Potret kubah pasarean Pangeran Jimat di Asta Tinggi pada tahun 1926. (Sumber: pinterest.com)
Ngoser.ID – Sumenep
dan Pamekasan sejak abad 17, tepatnya beberapa saat pasca invasi Mataram ke
Madura, menjadi satu. Meski dalam prakteknya, kedua wilayah memiliki sistem
pemerintahan tersendiri.
Namun sebagaimana yang disebut oleh
Zainalfattah dalam bukunya, penguasa Pamekasan di suatu masa berada di bawah
Sumenep.
Peristiwa tersebut dimulai sejak Pangeran
Gatutkaca alias Adikoro I menjadi menantu Tumenggung Yudanegara (Adipati
Sumenep yang memerintah 1648-1672).
Gatutkaca merupakan satu-satunya pewaris
Ronggosukowati (1530-1616) yang masih hidup pasca peristiwa gugurnya hampir
seluruh bangsawan Pamekasan.
Tidak dijelaskan bagaimana kisah selamatnya
putra Pangeran Purboyo dengan gadis dari desa Plakpak itu.

Tugas Tertulis
(a) Sebutkan semua nama tokoh yang muncul dalam kutipan teks tentang sejarah Sumenep dan Pamekasan.
(b) Menurut kutipan teks tentang sejarah Sumenep dan Pamekasan, pada tahun berapa sampai tahun berapa Tumenggung Yudanegara memerintah Sumenep?
(c) Teruskan kutipan teks tentang sejarah Sumenep dan Pamekasan, mulai dari bagian tempat kutipan itu berhenti.

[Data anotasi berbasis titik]

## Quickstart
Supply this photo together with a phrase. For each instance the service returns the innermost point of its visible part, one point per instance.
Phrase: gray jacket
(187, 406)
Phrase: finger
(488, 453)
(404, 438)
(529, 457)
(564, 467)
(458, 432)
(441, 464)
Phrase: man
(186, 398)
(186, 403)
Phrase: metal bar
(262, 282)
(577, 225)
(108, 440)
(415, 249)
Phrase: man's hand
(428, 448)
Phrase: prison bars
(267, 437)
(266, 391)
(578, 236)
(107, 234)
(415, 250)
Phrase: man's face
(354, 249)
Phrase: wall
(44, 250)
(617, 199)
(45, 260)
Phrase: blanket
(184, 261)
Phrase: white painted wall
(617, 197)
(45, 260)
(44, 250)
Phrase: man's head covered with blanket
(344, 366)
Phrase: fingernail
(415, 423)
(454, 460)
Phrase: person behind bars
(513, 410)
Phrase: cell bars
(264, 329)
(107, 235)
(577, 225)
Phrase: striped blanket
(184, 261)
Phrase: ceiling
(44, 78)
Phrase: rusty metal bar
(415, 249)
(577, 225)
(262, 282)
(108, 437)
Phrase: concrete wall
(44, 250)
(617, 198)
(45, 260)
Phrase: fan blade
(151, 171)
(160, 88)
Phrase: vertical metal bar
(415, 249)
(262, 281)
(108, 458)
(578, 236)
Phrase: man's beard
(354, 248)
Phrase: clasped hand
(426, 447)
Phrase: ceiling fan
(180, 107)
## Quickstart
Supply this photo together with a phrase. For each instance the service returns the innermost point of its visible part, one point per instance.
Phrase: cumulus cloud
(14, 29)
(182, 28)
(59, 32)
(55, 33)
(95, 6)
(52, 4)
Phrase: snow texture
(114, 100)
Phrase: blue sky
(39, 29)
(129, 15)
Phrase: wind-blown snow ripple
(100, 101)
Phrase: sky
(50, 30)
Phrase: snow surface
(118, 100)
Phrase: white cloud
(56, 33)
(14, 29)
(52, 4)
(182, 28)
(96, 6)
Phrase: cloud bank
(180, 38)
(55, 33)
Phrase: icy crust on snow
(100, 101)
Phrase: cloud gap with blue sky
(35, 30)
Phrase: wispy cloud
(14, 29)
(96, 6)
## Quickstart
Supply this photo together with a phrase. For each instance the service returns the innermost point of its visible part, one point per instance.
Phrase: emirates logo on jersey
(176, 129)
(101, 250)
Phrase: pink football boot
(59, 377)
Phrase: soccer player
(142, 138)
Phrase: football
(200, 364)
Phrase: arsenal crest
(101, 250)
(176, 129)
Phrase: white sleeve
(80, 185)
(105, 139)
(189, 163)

Jawaban per Tugas
(a) Pangeran Jimat, Zainalfattah, Pangeran Gatutkaca alias Adikoro I, Tumenggung Yudanegara, Ronggosukowati, Pangeran Purboyo

(b) Dari tahun 1648 sampai 1672.

(c)
Kala itu di Madura, semua penguasanya gugur
dalam invasi Mataram. Di barat, Raden Koro. Ia menyisakan penerus bernama Raden
Praseno, yang di kemudian hari dikenal sebagai Pangeran Adipati Cakraningrat I
(1624-1648).
Di ujung timur Nusa Garam, Raden Abdullah
alias Pangeran Cakranegara I juga gugur. Satu-satunya pewaris beliau bernama
Raden Bugan, kelak kembali ke Sumenep dan naik tahta dengan gelar Raden
Tumenggung Yudanegara. Gelar lainnya ialah Pangeran Macan Ulung.
Baik Raden Bugan maupun Raden Koro memiliki
kisah bagaimana diri keduanya lolos dari “pemusnahan trah Madura” oleh Mataram
itu.
Raden Bugan diselamatkan pengikut ayahnya
dan dibawa ke Cirebon. Di kemudian hari ia mendapat perhatian Mataram dan
berhasil menaklukkan Blambangan bersama Kiai Kwanyar (Pangeran Purnajiwa).
Raden Praseno malah disukai Sultan Mataram.
Diasuh dan dijadikannya saudara ipar.
Tinggal kisah Gatutkaca. Ke mana ia pasca
invasi? Yang jelas tahta Pamekasan tetap jatuh kepada Pangeran Ario Adikoro I
tersebut.
Keris Se Jimat
Pangeran Gatutkaca dikenal sebagai sosok
yang bijaksana. Beliau juga merupakan raja yang gagah perkasa sebagaimana
Gatutkaca dalam kisah pewayangan.
Pangeran Adikoro I ini dikenal dengan
senjata pusakanya yang kesohor akan kesaktiannya. Yaitu keris pusaka Se Jimat.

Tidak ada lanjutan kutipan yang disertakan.